PROVIDED TEXT:

** Begin **

A conference organized by
Center for the Advanced Study of India
University of Pennsylvania
April 18-19, 2008

 

Hosted at
The Inn at Penn
3600 Sansom Street
Philadelphia, PA 19104

Woodlands A & B on the lobby level/ second floor

 

This conference is by invitation only

 


 
 



The early decades of India’s independence were characterized by a broad engagement in international affairs with the country taking a leadership role in international organizations and regimes. This diplomatic internationalism contrasted starkly with India’s autarchic economic policies, as the country became more economically insular in its first decades. The growing mismatch between India’s ambitions to be a major actor in global affairs and its declining economic influence had become evident by the 1980s. Subsequently, after India launched its economic reforms in 1991, as India became more engaged with the globalizing economy, it adopted a lower diplomatic and strategic profile.  Although it continues to be a member of organizations like NAM, they seem less and less relevant to the strategic conduct of India’s foreign policies. After a quarter century of robust growth rates—particularly in the last few years—India is now emerging as a global world power of the kind it perhaps only imagined itself to be from the 1950s to the 1980s.

** End **

WORK TO COMPLETE:
Pick up the text on India's changing role in world affairs after its last sentence and keep writing. The lines after this text have nothing to do with it.

DATA EXTRACT:

** Begin **

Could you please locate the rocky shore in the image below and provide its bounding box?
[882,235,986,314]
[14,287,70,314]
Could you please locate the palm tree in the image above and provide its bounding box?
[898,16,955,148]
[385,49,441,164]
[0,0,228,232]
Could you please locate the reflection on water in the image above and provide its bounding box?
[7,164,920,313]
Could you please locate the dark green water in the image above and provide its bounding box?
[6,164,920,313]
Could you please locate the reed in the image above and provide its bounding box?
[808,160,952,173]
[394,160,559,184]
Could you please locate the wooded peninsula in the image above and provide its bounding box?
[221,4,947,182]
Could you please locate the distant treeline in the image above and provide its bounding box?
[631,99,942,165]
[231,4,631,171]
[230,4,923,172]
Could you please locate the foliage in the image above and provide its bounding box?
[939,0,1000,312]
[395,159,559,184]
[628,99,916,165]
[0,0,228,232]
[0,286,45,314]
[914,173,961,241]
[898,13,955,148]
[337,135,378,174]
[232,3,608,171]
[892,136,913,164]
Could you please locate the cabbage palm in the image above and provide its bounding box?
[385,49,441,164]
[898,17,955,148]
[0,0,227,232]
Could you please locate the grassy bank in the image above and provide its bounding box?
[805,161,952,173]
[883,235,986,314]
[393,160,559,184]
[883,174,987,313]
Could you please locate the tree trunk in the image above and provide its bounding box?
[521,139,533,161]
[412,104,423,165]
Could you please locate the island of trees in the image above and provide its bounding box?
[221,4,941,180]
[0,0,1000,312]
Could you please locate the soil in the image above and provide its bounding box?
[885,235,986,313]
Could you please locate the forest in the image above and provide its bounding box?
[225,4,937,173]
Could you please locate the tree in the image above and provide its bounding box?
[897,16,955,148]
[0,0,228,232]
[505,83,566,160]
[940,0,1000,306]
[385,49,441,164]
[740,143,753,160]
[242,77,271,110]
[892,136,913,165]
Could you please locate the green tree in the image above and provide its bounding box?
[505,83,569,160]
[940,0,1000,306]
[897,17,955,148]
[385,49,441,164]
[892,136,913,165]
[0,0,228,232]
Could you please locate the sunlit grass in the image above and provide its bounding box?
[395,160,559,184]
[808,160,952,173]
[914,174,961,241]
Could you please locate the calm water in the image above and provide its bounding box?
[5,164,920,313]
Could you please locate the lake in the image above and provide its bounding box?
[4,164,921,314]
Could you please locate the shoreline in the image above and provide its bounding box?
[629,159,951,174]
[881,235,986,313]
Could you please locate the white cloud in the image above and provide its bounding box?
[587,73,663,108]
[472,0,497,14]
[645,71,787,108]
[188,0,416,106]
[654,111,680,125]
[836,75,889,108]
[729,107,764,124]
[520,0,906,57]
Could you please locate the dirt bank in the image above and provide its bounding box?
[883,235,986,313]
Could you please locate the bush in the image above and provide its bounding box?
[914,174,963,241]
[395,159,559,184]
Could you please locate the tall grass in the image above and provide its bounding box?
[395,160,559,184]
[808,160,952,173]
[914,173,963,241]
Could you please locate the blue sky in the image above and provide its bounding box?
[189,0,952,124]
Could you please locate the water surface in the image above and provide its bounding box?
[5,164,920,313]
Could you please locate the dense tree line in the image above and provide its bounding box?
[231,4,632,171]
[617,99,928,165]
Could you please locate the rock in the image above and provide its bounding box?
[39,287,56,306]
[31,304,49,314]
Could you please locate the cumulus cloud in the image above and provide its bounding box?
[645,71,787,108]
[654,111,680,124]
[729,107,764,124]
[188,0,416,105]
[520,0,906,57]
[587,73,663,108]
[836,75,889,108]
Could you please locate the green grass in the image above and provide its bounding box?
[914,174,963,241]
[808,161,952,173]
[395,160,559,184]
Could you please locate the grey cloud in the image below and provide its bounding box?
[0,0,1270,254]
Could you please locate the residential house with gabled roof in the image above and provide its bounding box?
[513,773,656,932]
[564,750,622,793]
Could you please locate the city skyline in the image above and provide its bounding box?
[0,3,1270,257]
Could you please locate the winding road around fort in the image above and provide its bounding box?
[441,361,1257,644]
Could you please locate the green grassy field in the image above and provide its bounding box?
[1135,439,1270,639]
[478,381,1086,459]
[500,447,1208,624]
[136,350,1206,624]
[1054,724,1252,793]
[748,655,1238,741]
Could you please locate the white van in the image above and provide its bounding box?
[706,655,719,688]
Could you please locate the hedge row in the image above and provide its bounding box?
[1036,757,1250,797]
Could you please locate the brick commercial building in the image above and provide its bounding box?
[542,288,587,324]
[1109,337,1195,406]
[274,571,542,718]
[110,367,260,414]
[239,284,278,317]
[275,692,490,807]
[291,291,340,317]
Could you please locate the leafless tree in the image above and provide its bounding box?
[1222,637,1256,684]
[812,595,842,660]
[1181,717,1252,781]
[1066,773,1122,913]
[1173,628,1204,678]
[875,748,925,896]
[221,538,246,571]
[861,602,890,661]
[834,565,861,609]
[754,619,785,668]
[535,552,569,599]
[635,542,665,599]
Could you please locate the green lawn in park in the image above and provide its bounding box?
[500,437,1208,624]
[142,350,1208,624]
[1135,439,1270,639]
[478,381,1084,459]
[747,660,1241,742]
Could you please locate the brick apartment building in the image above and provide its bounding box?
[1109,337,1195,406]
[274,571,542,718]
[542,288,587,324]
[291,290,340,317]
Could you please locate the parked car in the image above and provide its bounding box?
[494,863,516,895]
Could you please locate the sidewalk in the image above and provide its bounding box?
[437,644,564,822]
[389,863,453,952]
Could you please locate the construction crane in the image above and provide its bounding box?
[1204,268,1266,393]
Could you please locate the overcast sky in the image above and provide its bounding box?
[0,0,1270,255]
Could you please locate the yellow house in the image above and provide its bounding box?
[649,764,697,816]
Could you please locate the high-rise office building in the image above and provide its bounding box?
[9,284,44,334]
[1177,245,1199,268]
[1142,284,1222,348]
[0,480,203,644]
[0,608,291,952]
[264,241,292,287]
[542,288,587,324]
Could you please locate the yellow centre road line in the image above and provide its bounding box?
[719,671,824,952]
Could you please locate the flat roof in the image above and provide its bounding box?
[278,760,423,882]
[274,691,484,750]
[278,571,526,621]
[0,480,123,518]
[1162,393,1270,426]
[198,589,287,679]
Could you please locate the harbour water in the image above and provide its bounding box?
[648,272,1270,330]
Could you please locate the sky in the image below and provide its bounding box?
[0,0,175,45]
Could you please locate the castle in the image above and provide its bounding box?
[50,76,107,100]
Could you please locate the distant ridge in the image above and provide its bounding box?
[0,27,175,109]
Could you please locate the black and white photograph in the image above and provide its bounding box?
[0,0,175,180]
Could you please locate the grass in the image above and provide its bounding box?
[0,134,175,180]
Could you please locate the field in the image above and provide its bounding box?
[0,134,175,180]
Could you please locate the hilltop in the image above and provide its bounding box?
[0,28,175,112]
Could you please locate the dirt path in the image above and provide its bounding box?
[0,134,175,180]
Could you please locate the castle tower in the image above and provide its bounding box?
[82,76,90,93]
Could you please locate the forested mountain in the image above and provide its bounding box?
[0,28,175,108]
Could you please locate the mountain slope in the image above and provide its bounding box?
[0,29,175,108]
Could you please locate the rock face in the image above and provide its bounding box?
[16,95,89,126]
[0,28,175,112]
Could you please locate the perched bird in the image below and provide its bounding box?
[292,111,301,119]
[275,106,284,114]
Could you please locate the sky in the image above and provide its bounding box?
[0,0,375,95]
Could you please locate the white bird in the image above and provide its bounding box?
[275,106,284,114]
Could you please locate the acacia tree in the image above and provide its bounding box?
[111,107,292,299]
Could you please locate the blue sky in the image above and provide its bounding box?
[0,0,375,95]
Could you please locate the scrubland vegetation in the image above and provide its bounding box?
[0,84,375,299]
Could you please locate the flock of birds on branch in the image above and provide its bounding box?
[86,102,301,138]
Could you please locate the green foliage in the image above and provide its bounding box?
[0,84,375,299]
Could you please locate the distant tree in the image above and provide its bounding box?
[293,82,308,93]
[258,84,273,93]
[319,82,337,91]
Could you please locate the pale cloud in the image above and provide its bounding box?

** End **

RESPONSE TO THIS TASK:
That India’s rising economic strength will affect its foreign policy is not in doubt. But how will it do so, especially given the emergence of new actors and new issues? This conference will examine how India’s foreign policy is likely to meet emergent challenges.  One, what is India's vision for its role in international affairs and are the dominant ideas that shaped it in the past relevant to the new paradigms of the future?  Second, in which emerging challenges to global order will India potentially take a leadership role? Third, how does (or how should) India balance the economic, political, and security imperatives in its immediate neighborhood with the wider role that it seeks in the international system? And fourth, who are the new actors shaping India's foreign policy, and is the bureaucratic apparatus of the Indian state geared towards its stated and projected ends?

 

We look forward to seeing you in Philadelphia!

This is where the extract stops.